Extracted text —
+++++
Wednesday, April 25, 2012

No-Sew Rag Rug

This post was originally published on Saturday, April 14. But I'm an idiot, so it was published in the wrong place.

So today was a new crafty foray, for my own personal uses rather than any grand dreams of resale. My new apartment has hardwood floors, and I need area rugs. I have a buttload of fabric from numerous impulse purchases at various craft and fabric stores during various periods of inspiration for all the stuff I was going to sew! but never did. A rug rag seemed like a great idea.

I looked around the internet a bit (by which I mean I did a Google search and looked at maybe the top five results) and found tutorials for braided rags sewn into a rug, and an intriguing one for a rug made without sewing. That'll be easy, I thought.

Of course, I should have known that nothing is ever as easy as I think it's going to be.

I followed this tutorial from Little House in the Suburbs, and overall it's a great step-by-step. It is easier than it first seems, but I did have a few issues.

I started with some leftover fabric: a black velvet-like leftover from the Halloween cape project of 2004ish (I still have the cape, it's pretty badass)
+++++
Jobs —
[a] Copy out everything in the rag rug post from "I looked around" down to "it's pretty badass)".
[b] List every date or year mentioned in the rag rug post.
[c] In the rag rug post, whose tutorial did the writer follow?

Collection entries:
+++++
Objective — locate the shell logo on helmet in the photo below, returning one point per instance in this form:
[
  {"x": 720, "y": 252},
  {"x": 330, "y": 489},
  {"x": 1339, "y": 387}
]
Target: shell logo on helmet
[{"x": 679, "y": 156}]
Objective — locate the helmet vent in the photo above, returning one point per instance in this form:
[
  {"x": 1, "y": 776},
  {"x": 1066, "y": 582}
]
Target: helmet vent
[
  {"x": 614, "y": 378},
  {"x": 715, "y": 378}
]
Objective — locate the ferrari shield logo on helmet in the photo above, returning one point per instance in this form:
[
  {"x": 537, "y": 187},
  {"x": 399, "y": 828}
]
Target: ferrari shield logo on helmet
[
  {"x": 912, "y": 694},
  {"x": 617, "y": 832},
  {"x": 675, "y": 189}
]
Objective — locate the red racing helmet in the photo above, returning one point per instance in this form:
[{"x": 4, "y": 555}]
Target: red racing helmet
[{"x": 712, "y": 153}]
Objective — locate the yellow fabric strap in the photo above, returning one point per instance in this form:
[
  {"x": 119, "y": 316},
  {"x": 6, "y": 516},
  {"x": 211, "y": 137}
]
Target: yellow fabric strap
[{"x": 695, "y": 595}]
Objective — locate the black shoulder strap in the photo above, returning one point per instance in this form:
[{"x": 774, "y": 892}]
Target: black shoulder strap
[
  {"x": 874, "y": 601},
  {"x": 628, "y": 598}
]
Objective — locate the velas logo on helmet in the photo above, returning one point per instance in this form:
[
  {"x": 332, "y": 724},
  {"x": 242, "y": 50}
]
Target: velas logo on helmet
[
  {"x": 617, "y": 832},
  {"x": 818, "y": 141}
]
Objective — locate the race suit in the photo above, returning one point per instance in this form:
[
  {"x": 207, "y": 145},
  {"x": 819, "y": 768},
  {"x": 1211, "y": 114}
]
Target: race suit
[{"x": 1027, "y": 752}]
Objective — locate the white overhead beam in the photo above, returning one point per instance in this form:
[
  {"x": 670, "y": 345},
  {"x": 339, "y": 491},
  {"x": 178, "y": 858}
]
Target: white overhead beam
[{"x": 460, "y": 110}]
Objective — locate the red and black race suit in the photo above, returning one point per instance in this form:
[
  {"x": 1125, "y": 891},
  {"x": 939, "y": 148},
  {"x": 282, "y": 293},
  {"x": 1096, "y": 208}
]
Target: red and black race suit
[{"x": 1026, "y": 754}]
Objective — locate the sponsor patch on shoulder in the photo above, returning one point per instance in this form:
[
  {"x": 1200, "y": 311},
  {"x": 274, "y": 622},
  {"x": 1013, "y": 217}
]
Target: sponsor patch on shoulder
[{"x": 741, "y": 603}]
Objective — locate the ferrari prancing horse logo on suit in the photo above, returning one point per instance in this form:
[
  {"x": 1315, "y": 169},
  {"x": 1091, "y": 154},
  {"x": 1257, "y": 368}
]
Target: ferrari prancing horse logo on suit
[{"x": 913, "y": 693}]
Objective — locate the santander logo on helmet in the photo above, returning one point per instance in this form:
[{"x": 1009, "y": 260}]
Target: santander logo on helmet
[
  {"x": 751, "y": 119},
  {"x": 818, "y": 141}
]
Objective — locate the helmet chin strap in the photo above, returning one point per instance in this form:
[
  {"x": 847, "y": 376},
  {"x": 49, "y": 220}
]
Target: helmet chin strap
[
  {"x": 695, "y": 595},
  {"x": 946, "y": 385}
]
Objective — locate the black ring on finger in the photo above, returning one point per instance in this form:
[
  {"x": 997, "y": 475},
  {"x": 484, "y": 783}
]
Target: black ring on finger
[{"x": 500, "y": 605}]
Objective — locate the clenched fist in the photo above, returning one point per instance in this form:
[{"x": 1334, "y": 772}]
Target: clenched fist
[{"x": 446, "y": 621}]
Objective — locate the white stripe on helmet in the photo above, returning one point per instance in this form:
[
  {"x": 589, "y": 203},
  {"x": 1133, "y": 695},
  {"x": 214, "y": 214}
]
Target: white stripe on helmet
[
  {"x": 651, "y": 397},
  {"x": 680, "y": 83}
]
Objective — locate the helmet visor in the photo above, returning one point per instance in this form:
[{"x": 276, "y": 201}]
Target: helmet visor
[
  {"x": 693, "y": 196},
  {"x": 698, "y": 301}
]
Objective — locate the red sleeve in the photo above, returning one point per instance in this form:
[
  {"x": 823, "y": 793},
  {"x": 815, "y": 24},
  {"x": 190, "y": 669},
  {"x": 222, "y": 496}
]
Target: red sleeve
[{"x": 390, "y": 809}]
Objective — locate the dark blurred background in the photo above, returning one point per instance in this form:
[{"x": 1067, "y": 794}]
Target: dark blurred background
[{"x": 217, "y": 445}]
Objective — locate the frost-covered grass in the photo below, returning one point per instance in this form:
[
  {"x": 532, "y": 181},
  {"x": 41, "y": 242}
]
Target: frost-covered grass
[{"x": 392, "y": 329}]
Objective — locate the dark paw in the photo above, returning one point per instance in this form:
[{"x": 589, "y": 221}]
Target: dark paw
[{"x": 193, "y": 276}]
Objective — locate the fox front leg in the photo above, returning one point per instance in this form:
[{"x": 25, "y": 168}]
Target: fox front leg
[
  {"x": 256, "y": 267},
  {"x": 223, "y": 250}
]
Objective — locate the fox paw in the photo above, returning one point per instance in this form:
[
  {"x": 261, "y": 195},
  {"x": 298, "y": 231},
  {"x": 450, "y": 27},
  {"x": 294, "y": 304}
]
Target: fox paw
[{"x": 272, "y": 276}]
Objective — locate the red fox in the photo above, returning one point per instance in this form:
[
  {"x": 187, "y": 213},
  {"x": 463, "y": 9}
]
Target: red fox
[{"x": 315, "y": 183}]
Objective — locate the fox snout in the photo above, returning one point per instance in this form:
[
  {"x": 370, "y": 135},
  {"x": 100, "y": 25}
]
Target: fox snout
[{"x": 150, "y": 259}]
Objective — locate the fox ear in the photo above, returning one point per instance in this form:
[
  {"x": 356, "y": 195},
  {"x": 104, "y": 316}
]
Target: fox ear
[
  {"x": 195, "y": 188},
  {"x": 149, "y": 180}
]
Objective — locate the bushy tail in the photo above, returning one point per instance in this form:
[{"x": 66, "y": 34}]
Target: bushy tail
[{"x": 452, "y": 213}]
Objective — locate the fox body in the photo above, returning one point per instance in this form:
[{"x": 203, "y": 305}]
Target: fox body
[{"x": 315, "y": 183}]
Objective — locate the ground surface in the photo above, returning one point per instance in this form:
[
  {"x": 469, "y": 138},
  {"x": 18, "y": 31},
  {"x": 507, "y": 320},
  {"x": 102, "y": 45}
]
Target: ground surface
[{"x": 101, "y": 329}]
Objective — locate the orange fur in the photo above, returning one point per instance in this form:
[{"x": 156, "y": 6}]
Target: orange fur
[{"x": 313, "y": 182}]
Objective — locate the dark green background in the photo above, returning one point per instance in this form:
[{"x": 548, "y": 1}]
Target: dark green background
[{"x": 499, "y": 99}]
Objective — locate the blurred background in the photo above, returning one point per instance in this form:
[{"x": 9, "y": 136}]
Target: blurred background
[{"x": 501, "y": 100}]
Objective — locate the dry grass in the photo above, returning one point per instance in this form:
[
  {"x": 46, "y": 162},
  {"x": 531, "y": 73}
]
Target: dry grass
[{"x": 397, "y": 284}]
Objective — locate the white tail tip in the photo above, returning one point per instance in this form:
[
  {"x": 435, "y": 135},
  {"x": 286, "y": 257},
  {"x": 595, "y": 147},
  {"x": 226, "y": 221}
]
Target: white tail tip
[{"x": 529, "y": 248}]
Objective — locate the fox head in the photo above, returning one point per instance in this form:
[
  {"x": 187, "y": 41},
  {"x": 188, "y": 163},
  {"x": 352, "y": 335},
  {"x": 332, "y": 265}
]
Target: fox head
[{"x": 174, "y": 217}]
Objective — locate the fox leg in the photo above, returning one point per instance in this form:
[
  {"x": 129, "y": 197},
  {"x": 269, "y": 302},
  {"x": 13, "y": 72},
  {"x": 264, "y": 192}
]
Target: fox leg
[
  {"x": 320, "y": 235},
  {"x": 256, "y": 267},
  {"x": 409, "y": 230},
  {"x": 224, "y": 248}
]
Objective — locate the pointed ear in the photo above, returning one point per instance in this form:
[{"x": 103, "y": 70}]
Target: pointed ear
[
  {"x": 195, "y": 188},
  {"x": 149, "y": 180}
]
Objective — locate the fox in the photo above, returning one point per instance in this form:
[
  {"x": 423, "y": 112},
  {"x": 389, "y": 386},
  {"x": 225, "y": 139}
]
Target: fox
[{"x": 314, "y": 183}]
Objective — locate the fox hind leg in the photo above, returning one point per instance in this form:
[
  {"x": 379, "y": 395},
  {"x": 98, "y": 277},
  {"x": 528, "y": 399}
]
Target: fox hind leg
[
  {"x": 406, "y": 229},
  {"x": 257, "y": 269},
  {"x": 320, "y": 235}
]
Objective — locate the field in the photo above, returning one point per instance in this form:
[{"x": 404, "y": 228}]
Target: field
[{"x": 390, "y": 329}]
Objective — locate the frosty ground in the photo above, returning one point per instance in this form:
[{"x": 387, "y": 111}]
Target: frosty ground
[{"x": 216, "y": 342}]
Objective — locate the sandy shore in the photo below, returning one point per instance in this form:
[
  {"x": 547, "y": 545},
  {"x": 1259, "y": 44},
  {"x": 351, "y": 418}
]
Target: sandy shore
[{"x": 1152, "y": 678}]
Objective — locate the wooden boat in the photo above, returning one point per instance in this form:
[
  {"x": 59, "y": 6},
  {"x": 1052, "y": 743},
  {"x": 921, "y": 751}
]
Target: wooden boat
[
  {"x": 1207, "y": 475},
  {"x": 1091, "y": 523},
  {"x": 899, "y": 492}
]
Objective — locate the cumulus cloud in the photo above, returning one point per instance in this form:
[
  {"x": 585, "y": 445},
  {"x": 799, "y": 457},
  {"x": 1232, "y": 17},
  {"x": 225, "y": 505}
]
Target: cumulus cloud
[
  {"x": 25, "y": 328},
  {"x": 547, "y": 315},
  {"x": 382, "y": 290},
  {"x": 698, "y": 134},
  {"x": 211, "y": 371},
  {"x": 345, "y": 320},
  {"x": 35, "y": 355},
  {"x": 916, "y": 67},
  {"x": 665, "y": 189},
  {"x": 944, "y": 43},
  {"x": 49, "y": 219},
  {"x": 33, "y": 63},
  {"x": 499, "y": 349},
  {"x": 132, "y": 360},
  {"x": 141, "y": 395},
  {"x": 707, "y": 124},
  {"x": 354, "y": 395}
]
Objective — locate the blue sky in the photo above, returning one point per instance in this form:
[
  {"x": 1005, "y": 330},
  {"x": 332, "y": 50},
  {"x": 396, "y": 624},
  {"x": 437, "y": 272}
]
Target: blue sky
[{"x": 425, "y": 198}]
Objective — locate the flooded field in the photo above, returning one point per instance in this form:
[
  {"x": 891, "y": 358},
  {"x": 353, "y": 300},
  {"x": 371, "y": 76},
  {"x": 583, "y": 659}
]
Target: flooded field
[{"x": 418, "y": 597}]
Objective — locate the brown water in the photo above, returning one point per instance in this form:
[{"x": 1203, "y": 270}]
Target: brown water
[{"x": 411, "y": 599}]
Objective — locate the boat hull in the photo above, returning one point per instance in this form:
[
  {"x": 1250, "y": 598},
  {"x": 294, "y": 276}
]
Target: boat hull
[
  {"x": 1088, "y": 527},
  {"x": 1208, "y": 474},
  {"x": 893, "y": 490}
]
+++++
Responses in order —
[a]
I looked around the internet a bit (by which I mean I did a Google search and looked at maybe the top five results) and found tutorials for braided rags sewn into a rug, and an intriguing one for a rug made without sewing. That'll be easy, I thought.

Of course, I should have known that nothing is ever as easy as I think it's going to be.

I followed this tutorial from Little House in the Suburbs, and overall it's a great step-by-step. It is easier than it first seems, but I did have a few issues.

I started with some leftover fabric: a black velvet-like leftover from the Halloween cape project of 2004ish (I still have the cape, it's pretty badass)

[b]
Wednesday, April 25, 2012
Saturday, April 14
2004ish

[c] Little House in the Suburbs